El tren llevaba ya parado más de diez minutos en pleno campo, cuando de repente —no estábamos lejos de San Donà de Piave y se veían acúmulos de nieve en las cunetas y entre los tormos de los campos desnudos— una voz femenina pidió amablemente disculpas, informando a los viajeros por la megafonía de que la causa de la detención era “un guasto al PL”. Una avería en el “PL”.
Lo repitió dos veces, ambas con idéntica (iba a decir inequívoca) amable claridad, así que no podía caber la menor duda: se trataba, tal como sonaba, de una avería en el “PL”; lo que nos impedía avanzar y llegar puntuales a nuestras respectivas ocupaciones era ni más ni menos que una avería en el PL. Como no sabía lo que era el PL, miré enseguida instintivamente a los viajeros que estaban sentados delante de mí —dos señoras de edad muy bien arregladas y vestidas— con intención de ver si, por casualidad, a ellas también les había ocurrido tres cuartos de lo mismo. Pero no me pareció detectar en sus rostros la más pequeña expresión de extrañeza; ni de extrañeza, a decir verdad, ni de ninguna otra cosa. Seguían hablando de sus asuntos como si nada, así que ladeé a continuación la mirada para sondear la cara del joven que estaba a mi izquierda y, tras comprobar la misma indolencia, la alargué también acto seguido para escrutar a quienes se hallaban al otro lado del pasillo.

○ ○ ○ ○

• **TUS INSTRUCCIONES**
Continúa el fragmento del tren detenido por la avería en el PL a partir de su última oración.

• **DATOS MOSTRADOS**

○ ○ ○ ○

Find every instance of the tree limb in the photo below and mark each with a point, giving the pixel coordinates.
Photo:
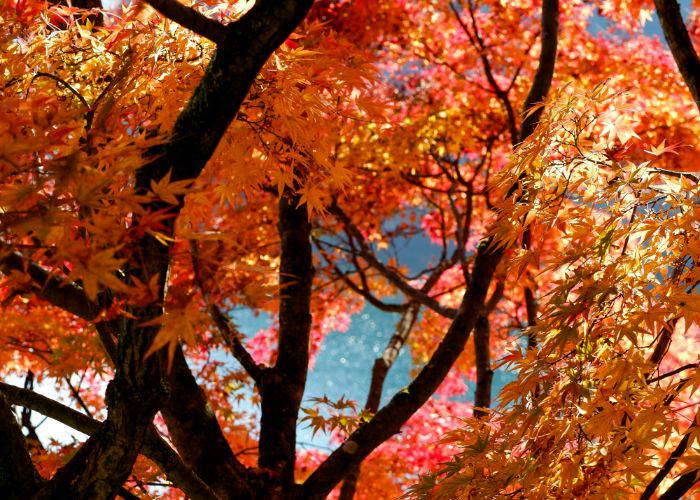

○ ○ ○ ○

• **RESULTADO DEL EJERCICIO**
De ninguno de ellos, ni de los que me quedaban más cerca ni de lo que adivinaba en los que estaban sentados más allá, pude deducir tampoco la menor expresión de incomprensión o perplejidad; de modo que deduje que era yo sólo el que no se había enterado. Llevo media vida viviendo en estas regiones del noreste de Italia, pero qué duda cabe que, por más que se crea conocer un idioma, siempre hay muchas, muchísimas cosas que se escapan y, a lo mejor (y sin a lo mejor), uno nunca acaba de ser extranjero en el lenguaje, que sin embargo es su casa más íntima. Así que nada mejor que preguntar. ¿Qué es el PL?, inquirí a quienes estaban enfrente y luego al lado y, alargando de nuevo la vista, a los viajeros del otro lado del pasillo. Por un momento hasta me vinieron ganas de levantarme y, como si fuera una clase de párvulos, recorrer el pasillo inquiriendo a diestra y siniestra si alguien sabía lo que era el PL. ¿El PL?, ¿el PL? Nada. Nadie sabía nada, nadie tenía ni la menor idea —iba a decir ni repajolera idea— de lo que era el claramente susodicho PL y, sin embargo, no sólo a nadie se le había ocurrido decir esta boca es mía al respecto sino que nadie, es decir, ni una sola persona, había querido dar a entender ni por asomo que no se había enterado.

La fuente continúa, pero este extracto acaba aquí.